- **What to produce**: Locate the line with "collar in the picture above." in the material. Copy that line and each one after it, through the last, exactly and with nothing else.

- **Raw data**:
━━━━━━━━━━━━━━━━━━━━━━━━━━━━━━

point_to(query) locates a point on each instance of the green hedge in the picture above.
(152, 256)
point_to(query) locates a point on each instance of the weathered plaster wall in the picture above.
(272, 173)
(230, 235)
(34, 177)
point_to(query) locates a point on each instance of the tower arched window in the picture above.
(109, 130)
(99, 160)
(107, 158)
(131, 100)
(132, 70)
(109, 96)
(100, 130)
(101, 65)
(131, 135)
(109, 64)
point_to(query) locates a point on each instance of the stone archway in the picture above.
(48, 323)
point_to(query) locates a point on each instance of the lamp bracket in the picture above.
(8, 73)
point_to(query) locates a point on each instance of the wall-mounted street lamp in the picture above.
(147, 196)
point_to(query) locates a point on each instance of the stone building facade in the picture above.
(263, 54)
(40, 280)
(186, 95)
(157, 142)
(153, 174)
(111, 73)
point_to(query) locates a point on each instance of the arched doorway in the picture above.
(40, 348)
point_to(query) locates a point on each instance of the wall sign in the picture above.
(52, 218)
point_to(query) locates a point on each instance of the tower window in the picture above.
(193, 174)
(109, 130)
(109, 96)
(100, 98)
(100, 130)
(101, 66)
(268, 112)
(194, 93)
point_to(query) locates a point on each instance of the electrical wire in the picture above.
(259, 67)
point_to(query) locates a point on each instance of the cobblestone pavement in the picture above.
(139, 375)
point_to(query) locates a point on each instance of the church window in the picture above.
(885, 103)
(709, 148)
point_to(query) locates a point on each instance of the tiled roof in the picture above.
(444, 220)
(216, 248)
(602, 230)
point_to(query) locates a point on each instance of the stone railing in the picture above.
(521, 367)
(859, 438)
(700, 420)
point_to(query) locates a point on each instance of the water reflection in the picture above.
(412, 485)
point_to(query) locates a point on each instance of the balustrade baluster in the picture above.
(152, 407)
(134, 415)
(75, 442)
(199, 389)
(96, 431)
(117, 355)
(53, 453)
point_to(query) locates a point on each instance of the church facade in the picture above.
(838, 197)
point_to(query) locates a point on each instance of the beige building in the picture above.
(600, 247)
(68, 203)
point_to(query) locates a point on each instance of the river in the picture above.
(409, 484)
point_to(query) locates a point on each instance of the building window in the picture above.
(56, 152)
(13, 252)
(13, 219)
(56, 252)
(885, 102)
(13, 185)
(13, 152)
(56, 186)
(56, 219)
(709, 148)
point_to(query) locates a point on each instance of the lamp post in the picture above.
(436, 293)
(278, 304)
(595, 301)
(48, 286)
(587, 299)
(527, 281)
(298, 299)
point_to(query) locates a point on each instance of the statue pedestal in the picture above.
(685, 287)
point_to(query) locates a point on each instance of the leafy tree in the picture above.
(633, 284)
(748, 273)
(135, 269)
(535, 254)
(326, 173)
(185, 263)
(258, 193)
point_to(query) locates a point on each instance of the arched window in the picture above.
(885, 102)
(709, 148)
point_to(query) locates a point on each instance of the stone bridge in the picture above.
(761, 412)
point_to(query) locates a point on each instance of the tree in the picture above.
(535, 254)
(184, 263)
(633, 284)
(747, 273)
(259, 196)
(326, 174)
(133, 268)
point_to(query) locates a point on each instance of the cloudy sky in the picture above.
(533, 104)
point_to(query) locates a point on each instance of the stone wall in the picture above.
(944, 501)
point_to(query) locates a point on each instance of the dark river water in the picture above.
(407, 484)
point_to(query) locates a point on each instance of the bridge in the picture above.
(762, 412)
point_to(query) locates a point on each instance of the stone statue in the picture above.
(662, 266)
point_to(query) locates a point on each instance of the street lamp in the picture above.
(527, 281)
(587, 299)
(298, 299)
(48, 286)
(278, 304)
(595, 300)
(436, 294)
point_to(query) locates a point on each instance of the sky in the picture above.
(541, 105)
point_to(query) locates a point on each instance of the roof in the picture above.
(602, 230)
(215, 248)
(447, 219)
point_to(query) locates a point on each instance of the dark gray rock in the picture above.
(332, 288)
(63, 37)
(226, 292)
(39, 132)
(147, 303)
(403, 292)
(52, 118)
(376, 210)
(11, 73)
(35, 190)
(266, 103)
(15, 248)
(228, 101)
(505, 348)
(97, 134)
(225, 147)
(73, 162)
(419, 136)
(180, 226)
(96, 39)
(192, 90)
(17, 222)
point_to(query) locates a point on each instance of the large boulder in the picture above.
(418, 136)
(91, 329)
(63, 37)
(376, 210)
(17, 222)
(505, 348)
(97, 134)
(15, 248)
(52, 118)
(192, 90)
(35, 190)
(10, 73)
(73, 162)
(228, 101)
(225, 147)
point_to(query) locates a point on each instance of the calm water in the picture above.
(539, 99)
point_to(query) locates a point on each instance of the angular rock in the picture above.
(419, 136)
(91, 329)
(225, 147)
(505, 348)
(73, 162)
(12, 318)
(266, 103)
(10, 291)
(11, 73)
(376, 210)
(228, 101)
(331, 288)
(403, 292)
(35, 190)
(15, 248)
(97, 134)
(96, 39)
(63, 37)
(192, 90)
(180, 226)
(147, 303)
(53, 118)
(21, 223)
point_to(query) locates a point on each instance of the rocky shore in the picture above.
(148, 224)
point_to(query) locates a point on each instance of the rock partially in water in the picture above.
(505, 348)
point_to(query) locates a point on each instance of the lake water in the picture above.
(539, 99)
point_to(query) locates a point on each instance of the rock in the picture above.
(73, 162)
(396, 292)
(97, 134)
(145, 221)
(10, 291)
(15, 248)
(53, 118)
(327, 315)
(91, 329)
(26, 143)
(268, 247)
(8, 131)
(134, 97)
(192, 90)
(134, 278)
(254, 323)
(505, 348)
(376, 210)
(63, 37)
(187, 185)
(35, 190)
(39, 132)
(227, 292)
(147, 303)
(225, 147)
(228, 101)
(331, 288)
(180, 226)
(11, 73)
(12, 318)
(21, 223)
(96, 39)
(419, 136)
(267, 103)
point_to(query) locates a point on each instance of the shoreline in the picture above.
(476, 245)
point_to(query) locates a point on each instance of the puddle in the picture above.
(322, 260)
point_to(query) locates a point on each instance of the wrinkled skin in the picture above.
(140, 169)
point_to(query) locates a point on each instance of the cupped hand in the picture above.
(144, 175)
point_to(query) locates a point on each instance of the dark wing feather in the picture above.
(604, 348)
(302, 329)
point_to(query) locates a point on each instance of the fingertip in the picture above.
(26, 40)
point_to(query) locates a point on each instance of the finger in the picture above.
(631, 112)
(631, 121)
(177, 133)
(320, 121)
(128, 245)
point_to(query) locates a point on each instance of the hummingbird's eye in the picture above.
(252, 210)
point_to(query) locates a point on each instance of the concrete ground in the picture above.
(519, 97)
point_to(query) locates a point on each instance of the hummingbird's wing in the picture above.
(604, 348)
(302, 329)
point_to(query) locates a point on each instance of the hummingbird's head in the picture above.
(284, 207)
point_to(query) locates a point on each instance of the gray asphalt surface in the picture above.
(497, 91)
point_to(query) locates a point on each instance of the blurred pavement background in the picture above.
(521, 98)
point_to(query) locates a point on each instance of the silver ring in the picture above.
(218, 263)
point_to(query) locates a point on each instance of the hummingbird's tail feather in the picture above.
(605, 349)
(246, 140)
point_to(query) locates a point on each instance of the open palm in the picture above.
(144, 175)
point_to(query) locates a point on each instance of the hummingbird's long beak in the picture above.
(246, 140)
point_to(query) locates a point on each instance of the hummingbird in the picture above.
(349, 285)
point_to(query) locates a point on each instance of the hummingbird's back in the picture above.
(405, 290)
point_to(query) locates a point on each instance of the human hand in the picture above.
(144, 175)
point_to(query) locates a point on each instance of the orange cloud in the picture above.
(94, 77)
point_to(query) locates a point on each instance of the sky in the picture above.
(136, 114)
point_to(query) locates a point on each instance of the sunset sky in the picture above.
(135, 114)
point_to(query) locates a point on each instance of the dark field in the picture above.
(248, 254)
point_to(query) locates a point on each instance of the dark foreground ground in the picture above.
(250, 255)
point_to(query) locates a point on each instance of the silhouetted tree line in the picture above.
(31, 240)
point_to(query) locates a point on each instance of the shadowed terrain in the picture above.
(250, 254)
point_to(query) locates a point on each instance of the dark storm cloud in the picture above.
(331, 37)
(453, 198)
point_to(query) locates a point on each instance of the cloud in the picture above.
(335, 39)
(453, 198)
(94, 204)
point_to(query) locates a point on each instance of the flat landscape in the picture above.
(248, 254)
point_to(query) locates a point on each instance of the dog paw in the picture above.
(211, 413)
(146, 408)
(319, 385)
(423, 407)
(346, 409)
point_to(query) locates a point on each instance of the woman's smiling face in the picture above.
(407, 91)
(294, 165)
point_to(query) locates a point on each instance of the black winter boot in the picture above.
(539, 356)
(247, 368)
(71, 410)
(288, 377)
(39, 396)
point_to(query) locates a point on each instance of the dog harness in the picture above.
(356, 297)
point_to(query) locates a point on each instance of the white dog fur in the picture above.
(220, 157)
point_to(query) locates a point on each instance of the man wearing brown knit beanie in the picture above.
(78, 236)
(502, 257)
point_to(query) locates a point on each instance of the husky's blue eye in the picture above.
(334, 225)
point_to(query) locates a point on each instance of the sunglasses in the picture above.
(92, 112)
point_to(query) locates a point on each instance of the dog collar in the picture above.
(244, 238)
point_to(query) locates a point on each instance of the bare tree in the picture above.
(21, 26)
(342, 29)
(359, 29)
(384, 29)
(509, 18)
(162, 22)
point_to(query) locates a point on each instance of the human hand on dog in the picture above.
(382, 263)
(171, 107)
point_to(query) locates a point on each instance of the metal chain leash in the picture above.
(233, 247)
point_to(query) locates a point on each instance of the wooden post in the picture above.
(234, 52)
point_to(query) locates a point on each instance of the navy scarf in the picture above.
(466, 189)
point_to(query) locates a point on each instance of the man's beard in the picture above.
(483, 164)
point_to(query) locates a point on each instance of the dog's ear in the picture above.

━━━━━━━━━━━━━━━━━━━━━━━━━━━━━━

- **Written response**:
point_to(query) locates a point on each instance of the dog collar in the picture above.
(244, 238)
point_to(query) locates a point on each instance of the bare tree in the picture above.
(21, 26)
(342, 29)
(359, 29)
(384, 29)
(509, 18)
(162, 22)
point_to(query) locates a point on each instance of the human hand on dog in the picture above.
(382, 263)
(171, 107)
point_to(query) locates a point on each instance of the metal chain leash in the picture above.
(233, 247)
point_to(query) locates a point on each instance of the wooden post in the picture above.
(234, 52)
point_to(query) locates a point on each instance of the navy scarf in the picture above.
(466, 189)
point_to(query) locates a point on each instance of the man's beard in the picture above.
(483, 164)
point_to(query) locates a point on each instance of the dog's ear in the picture above.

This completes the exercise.